**Material shown:**
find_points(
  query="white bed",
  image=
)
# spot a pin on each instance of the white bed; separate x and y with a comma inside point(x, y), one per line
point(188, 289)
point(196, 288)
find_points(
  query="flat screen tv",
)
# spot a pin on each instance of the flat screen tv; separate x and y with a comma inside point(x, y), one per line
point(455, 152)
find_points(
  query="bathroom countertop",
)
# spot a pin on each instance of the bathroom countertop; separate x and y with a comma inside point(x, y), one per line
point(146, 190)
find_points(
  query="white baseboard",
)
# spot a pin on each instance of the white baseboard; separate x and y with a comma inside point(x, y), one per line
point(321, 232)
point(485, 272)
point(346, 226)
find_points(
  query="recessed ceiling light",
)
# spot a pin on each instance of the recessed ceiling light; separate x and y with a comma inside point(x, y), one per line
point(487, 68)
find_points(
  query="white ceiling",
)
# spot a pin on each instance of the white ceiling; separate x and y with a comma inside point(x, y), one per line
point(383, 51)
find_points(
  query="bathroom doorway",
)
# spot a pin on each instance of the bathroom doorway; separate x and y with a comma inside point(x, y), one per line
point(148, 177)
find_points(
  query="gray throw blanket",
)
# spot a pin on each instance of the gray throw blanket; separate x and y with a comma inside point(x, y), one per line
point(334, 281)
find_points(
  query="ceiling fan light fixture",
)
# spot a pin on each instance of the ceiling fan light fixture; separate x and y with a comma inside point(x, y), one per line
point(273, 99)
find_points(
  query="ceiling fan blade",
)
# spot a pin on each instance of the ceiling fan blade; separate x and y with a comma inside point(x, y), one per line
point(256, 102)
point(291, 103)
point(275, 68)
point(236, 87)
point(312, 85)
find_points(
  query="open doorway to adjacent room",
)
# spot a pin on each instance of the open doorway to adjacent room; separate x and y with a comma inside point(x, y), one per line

**Exercise goal:** Among the records above, find each line holding "query" and list it.

**Reply:**
  query="white bed",
  query="flat screen tv",
  query="bathroom countertop",
  query="white baseboard",
  query="recessed ceiling light",
  query="white ceiling",
  query="bathroom doorway",
  query="gray throw blanket",
  query="ceiling fan light fixture",
  query="ceiling fan blade",
  query="open doorway to adjacent room",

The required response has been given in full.